Enable CUDA path in Python FE, update grpo example (#1224)

dstaay-fb · facebook-github-bot · commit 9b03dda12a58 · 2025-09-15T21:01:26.000-07:00
Summary:

Enable device='cuda' for RDMABuffer

Reviewed By: zdevito

Differential Revision: D82331433
diff --git a/docs/source/examples/grpo_actor.py b/docs/source/examples/grpo_actor.py
@@ -292,11 +292,10 @@ async def weights_handle(self) -> Dict[str, Tuple[torch.Tensor, RDMABuffer]]:
         Returns:
             Dictionary mapping parameter names to RDMA buffers
         """
-        cpu_tensors = {
-            k: v.cpu().view(torch.uint8).flatten()
+        self._weights_handle = {
+            k: (v, RDMABuffer(v.view(torch.uint8).flatten()))
             for k, v in self.model.state_dict().items()
         }
-        self._weights_handle = {k: (v, RDMABuffer(v)) for k, v in cpu_tensors.items()}
         return self._weights_handle
 
     def _compute_advantages(self, rewards: torch.Tensor) -> torch.Tensor:
@@ -372,11 +371,6 @@ def _apply_policy_update(
         self.optim.step()
         self.policy_version += 1
 
-        # update buffers
-        sd = self.model.state_dict()

DATA FOR PROCESSING ::

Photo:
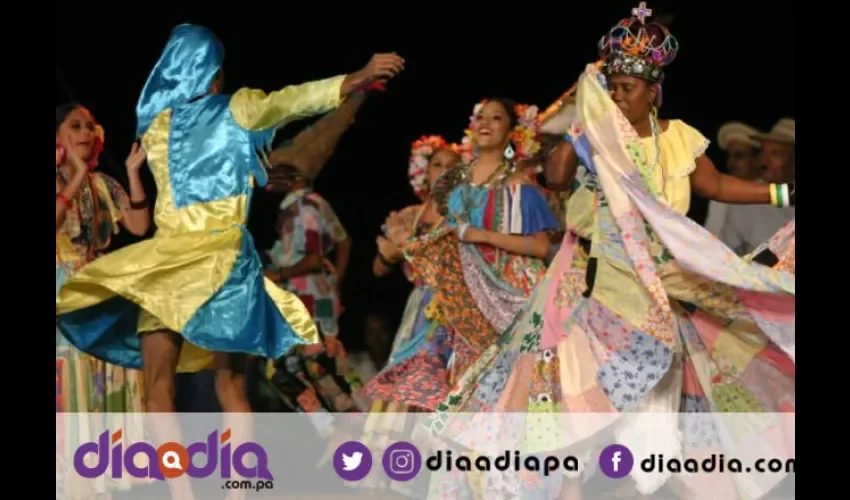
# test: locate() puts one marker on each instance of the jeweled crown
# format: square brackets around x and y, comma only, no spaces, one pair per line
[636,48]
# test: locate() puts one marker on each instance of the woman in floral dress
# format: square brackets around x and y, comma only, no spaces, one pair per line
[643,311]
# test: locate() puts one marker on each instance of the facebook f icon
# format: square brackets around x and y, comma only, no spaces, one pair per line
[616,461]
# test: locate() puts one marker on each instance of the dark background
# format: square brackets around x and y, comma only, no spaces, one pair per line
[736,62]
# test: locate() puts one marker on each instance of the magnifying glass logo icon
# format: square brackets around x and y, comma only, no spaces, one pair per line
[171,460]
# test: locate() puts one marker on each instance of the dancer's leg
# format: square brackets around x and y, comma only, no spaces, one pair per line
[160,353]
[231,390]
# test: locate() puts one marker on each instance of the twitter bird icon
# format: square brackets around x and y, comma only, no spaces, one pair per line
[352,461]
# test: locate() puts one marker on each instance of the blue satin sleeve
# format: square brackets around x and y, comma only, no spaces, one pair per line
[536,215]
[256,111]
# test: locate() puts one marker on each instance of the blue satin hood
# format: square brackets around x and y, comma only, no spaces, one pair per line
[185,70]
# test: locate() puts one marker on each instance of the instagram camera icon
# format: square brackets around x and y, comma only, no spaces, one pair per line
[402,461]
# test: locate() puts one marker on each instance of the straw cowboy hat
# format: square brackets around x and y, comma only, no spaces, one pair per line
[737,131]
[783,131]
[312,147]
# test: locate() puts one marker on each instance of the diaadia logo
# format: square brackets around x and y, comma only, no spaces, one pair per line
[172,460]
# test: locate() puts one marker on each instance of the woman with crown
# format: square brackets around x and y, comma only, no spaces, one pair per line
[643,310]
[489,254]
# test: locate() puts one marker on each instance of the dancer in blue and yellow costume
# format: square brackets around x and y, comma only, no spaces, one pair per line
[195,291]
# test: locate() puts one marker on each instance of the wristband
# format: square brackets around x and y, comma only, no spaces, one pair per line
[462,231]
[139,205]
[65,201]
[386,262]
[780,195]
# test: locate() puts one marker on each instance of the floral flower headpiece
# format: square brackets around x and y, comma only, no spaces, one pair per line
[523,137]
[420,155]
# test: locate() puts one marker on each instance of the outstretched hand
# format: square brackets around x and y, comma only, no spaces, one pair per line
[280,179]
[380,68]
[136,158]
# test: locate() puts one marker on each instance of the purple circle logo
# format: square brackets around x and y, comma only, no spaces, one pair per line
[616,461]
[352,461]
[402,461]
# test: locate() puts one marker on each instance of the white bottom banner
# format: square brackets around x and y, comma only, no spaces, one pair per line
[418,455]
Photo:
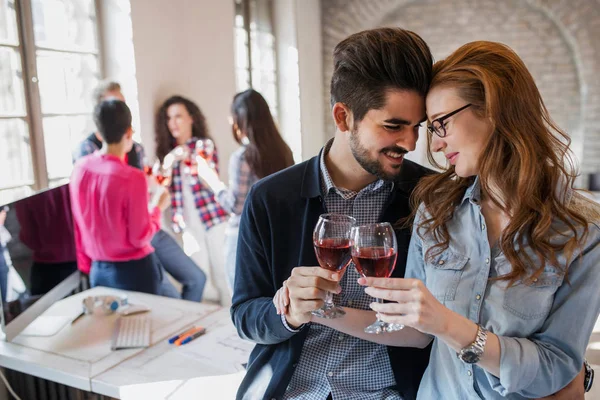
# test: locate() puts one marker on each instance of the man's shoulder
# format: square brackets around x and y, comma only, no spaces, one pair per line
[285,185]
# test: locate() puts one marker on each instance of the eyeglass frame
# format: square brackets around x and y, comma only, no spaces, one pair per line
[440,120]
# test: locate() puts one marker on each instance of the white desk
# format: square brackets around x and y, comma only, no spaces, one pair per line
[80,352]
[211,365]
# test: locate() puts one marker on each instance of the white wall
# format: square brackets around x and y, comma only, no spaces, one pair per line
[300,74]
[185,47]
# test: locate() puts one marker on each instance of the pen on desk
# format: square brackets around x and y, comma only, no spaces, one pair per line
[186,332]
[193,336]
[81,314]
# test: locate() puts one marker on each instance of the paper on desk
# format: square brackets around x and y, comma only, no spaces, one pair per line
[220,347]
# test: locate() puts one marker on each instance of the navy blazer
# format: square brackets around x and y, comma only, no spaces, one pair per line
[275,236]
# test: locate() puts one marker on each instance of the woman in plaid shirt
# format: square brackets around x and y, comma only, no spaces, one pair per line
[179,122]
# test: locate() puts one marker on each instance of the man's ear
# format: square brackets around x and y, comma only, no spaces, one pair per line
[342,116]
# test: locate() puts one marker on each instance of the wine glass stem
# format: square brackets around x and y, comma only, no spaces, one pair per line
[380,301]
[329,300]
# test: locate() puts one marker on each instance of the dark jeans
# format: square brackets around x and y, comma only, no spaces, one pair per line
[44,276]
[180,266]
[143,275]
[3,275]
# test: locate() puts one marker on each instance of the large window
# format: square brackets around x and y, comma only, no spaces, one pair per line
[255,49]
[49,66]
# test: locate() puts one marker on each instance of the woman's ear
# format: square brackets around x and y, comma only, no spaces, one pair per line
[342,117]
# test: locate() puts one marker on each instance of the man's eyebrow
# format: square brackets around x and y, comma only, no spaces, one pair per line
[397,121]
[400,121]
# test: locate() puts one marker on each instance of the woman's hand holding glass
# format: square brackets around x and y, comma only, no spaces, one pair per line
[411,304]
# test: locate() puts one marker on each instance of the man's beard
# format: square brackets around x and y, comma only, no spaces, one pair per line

GOALS ::
a - Based on the commit text, mark each statement yes or no and quote the words that decide it: (i) The change was reviewed by zdevito. (ii) The updated example still calls .cpu() on each tensor before wrapping it in an RDMABuffer. (iii) The summary says the change enables device='cuda' for RDMABuffer.
b - List every line of the entries that contains the word "crown".
The commit text and the entries are unrelated to each other.

SOLUTIONS TO EACH TASK ::
a -
(i) Yes: "Reviewed By: zdevito"
(ii) No: "k: (v, RDMABuffer(v.view(torch.uint8).flatten()))"
(iii) Yes: "Enable device='cuda' for RDMABuffer"

b -
# test: locate() puts one marker on each instance of the jeweled crown
# test: locate() puts one marker on each instance of the woman with crown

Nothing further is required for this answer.